Die wirtschaftliche Lage der deutschen Kliniken bleibe nach Ansicht der Unternehmensberater der Bosten Consulting Group (BCG) auch mit Einführung des von der Bundesregierung geplanten Krankenhausstruturgesetztes (KHSG) alarmierend. Die trotz Produktivitätssteigerungen bestehenden Deckungslücken bei der Krankenhausfinanzierung würden auch das neue Gesetz nicht beseitigt. Rund 40 Prozent der deutschen Krankenhäuser schreiben rote Zahlen und sind insolvenzgefährdet. Das am 1. Januar 2016 in Kraft tretende Krankenhausstrukturgesetz (KHSG) wird nach der im September vorgelegten BCG-Studie keine finanzielle Verbesserung für die Kliniken bringen. Durch das KHSG würden zwar die Ausgaben für Krankenhäuser bis 2019 jährlich um 1,4 Prozent zulegen, doch gleichzeitig stagnierten die Erlöse. Wirtschaftliche Anreize für einen stärkeren Qualitätswettbewerb in Krankenhäusern werden durch das KHSG kaum geschaffen.
"Das Krankenhausstrukturgesetz wird die Erlös-Kosten-Schere der deutschen Kliniken nicht schließen können. Zwar sollen durch die unterschiedlichen Maßnahmen des Gesetzes mehr als 5 Milliarden Euro in das deutsche Krankenhaussystem fließen – die Ausgaben für Kliniken werden dadurch von 88 Milliarden Euro im Jahr 2015 auf rund 93 Milliarden Euro in 2019 steigen. Allerdings liegt der Erlöseffekt durch das KHSG selbst für ein gutes, großes Krankenhaus nur bei rund einem Prozent jährlich, während die Kosten für die Kliniken deutlich stärker wachsen", sagt Dr. Zun-Gon Kim, Partner bei The Boston Consulting Group und Mitglied der BCG-Praxisgruppe Health Care.
Den Erlöseffekt durch das KHSG berechnete BCG beispielhaft für einen 'guten' Maximalversorger mit 1.000 Betten in Hessen und in Baden-Württemberg. Dieser Effekt beläuft sich laut der BCG-Analyse auf rund 6,3 bis 7,2 Millionen Euro bis zum Jahr 2019. Die beiden größten aus dem KHSG resultierenden zusätzlichen Einnahmequellen der Krankenhäuser sind Zentrumszuschläge und Pflegeförderung, abzüglich Fixkostendegressionsabschlag. Gleichzeitig werden die prognostizierten Kosten pro Fall mit 2,4 Prozent pro Jahr deutlich schneller zunehmen als der zugrunde gelegte Bundesbasisfallwert, der voraussichtlich nur um rund 1,9 Prozent ansteigen wird.

** Extrahierte Einträge **
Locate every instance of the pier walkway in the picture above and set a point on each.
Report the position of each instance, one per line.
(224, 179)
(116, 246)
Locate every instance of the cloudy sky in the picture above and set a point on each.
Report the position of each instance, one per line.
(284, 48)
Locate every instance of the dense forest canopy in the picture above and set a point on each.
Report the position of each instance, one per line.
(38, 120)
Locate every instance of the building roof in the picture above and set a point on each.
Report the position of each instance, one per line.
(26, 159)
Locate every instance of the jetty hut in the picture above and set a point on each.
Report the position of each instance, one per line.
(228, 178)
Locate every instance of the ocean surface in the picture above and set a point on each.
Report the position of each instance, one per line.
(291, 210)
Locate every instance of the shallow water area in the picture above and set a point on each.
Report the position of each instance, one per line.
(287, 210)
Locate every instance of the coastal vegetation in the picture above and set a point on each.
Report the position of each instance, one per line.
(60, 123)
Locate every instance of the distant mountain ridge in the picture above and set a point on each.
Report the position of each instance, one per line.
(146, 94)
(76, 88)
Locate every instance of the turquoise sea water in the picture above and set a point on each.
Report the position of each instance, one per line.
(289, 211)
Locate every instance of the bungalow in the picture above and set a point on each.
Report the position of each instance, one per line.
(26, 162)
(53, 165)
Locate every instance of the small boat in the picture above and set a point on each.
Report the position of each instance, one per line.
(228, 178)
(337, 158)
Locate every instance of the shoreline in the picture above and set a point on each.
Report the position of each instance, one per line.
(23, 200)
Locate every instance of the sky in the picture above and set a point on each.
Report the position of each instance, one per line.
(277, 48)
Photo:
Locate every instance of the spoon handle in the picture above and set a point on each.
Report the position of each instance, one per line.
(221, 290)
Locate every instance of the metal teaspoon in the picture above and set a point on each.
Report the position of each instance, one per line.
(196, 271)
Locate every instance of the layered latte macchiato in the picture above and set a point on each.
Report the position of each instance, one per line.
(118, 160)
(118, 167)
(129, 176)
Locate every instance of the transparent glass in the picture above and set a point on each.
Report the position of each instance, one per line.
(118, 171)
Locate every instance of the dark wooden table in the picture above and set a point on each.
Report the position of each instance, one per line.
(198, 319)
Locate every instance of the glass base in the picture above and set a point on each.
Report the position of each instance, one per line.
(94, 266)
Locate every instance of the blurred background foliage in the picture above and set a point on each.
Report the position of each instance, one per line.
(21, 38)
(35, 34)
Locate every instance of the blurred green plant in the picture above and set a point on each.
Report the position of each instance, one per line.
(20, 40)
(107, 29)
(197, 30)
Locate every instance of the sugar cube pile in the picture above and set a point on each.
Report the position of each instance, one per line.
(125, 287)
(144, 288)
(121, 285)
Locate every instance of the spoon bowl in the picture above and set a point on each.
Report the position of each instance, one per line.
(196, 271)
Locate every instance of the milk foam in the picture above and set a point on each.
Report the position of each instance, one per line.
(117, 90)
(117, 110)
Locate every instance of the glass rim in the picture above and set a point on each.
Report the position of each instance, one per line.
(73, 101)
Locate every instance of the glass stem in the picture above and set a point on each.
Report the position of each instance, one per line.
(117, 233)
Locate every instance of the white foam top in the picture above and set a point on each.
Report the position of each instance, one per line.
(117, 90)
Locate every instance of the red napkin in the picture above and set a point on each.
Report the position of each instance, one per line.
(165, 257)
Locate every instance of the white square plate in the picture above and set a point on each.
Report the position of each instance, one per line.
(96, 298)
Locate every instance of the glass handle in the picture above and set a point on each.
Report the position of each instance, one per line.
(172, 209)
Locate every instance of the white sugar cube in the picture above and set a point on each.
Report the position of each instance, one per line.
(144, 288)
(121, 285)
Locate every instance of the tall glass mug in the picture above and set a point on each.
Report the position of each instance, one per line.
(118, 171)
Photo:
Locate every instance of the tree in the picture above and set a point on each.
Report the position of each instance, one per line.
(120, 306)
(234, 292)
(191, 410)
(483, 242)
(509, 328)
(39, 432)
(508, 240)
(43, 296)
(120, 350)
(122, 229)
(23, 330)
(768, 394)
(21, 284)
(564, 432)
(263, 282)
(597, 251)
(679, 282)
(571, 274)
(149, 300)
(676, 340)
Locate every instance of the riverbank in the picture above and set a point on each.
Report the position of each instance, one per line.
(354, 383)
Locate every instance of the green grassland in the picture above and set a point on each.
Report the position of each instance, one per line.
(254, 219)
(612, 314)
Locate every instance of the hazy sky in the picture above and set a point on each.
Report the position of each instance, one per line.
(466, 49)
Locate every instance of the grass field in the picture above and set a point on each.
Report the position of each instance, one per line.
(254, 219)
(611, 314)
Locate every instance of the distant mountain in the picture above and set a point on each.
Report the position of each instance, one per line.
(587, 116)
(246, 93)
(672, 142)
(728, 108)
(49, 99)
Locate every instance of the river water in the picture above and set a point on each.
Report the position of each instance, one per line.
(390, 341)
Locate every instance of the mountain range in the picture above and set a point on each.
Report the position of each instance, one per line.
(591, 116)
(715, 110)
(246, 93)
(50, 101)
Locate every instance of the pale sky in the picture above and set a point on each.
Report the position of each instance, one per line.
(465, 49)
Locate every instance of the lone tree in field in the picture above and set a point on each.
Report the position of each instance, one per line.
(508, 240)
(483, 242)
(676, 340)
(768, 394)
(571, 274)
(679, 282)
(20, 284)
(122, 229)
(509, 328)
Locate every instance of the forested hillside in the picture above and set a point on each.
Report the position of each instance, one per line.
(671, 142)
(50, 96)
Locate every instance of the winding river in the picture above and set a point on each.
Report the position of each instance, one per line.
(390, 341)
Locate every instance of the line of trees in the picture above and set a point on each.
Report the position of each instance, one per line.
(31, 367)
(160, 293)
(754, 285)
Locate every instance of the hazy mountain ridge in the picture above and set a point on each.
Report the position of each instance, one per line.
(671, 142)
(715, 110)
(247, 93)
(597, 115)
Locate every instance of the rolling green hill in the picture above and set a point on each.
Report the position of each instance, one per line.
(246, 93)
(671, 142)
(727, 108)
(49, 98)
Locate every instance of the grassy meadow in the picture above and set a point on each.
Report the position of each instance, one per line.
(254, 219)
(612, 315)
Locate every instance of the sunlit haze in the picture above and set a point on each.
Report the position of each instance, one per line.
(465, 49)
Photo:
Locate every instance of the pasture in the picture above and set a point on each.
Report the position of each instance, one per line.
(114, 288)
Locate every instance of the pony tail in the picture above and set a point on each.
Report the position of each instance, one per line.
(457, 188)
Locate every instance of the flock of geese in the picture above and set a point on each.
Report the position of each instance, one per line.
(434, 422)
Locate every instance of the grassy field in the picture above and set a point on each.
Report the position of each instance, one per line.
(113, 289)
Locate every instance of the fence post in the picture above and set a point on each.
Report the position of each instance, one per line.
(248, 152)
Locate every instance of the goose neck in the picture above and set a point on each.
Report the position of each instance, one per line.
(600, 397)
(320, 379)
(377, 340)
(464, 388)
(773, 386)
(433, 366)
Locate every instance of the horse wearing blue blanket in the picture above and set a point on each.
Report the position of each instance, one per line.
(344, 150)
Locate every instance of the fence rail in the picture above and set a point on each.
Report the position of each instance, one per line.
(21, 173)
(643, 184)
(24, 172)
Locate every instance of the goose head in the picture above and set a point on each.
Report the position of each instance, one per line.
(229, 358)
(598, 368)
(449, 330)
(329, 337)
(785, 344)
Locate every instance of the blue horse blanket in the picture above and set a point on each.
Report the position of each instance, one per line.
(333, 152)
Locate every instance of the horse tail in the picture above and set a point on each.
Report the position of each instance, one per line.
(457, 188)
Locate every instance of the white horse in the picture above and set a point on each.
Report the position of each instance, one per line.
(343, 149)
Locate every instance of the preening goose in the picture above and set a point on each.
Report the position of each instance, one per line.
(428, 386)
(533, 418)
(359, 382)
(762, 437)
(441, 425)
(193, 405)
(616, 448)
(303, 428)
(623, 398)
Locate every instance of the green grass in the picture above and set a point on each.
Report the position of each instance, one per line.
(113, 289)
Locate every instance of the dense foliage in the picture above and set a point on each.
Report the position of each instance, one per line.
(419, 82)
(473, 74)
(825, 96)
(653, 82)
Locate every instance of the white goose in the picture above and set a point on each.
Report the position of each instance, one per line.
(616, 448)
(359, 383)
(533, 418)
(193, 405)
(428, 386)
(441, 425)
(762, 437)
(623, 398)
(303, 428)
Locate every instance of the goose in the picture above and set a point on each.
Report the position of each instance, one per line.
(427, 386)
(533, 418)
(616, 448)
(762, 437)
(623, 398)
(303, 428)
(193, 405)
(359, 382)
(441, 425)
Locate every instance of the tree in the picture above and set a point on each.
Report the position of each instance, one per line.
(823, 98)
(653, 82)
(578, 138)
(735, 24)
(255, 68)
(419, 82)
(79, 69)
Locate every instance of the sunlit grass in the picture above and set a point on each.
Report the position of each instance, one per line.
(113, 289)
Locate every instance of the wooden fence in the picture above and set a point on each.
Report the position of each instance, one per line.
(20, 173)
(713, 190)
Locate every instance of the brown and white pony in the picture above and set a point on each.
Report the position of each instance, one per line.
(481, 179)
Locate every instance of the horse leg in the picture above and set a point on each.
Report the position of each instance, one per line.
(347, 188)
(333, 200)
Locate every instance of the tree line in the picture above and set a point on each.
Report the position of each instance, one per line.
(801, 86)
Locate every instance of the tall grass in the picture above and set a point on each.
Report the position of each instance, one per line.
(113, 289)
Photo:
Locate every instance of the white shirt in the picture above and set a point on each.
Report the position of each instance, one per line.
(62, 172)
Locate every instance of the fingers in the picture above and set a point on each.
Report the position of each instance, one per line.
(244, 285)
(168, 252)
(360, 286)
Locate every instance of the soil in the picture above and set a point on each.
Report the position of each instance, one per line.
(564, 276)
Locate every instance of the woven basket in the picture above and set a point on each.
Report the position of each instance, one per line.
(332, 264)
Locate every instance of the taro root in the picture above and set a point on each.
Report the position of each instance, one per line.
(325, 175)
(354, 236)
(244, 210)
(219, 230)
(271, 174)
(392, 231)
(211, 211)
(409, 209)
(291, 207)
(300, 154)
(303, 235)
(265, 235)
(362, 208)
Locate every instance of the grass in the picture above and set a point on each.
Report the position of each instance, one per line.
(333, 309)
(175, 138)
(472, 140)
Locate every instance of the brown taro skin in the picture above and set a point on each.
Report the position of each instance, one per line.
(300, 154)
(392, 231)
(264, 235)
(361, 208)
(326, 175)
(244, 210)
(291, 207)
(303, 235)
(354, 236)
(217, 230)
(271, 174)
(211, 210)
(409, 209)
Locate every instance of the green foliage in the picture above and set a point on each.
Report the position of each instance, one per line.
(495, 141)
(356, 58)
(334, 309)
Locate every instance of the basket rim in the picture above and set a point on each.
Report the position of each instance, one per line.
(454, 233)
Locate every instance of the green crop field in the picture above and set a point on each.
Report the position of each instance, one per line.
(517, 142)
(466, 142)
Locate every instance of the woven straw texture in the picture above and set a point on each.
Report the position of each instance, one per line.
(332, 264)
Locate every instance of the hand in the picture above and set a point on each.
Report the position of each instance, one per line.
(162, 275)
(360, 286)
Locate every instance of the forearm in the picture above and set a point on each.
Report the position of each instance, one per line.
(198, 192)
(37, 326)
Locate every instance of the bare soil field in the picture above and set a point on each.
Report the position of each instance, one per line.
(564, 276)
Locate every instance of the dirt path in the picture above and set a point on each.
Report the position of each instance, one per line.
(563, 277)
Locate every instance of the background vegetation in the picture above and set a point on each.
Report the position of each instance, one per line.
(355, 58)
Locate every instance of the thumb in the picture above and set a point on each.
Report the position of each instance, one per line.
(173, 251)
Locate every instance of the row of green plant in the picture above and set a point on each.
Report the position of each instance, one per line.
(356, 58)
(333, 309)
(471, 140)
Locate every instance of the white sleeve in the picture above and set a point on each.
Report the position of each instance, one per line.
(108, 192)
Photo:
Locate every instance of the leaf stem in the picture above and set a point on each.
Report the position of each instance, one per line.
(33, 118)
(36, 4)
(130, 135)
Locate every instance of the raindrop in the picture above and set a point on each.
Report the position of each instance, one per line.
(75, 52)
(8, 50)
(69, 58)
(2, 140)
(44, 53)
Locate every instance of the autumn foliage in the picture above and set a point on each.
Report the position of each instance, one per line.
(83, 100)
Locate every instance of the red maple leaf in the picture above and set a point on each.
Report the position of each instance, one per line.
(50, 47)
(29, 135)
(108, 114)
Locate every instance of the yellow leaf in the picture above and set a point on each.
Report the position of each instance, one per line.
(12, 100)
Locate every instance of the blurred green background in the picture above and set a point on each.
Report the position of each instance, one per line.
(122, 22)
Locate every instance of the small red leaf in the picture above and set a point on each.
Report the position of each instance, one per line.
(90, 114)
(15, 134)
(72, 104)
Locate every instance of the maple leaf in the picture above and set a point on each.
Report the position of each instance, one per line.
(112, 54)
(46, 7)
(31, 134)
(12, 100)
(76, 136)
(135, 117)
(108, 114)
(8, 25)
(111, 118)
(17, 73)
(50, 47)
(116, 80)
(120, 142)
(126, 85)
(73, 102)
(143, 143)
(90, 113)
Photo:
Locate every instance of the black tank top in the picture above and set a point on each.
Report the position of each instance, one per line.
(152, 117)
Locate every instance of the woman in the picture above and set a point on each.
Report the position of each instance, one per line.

** Aufgabe 1 **
Bearbeiten Sie im Text zum Krankenhausstrukturgesetz den Abschnitt von „Den Erlöseffekt durch“ bis „Prozent ansteigen wird.“: Ersetzen Sie „Maximalversorger“ durch „Schwerpunktversorger“ und geben Sie den Abschnitt vollständig wieder.
** Aufgabe 2 **
Beantworten Sie anhand des Textes zum Krankenhausstrukturgesetz:
(a) Welcher Anteil der deutschen Krankenhäuser schreibt rote Zahlen?
(b) Auf welchen Betrag sollen die Ausgaben für Kliniken im Jahr 2019 steigen?
(c) Mit welcher jährlichen Rate sollen die prognostizierten Kosten pro Fall zunehmen?

** Ihre Antwort 1 **
Den Erlöseffekt durch das KHSG berechnete BCG beispielhaft für einen 'guten' Schwerpunktversorger mit 1.000 Betten in Hessen und in Baden-Württemberg. Dieser Effekt beläuft sich laut der BCG-Analyse auf rund 6,3 bis 7,2 Millionen Euro bis zum Jahr 2019. Die beiden größten aus dem KHSG resultierenden zusätzlichen Einnahmequellen der Krankenhäuser sind Zentrumszuschläge und Pflegeförderung, abzüglich Fixkostendegressionsabschlag. Gleichzeitig werden die prognostizierten Kosten pro Fall mit 2,4 Prozent pro Jahr deutlich schneller zunehmen als der zugrunde gelegte Bundesbasisfallwert, der voraussichtlich nur um rund 1,9 Prozent ansteigen wird.

** Ihre Antwort 2 **
(a) Rund 40 Prozent
(b) Auf rund 93 Milliarden Euro
(c) Mit 2,4 Prozent pro Jahr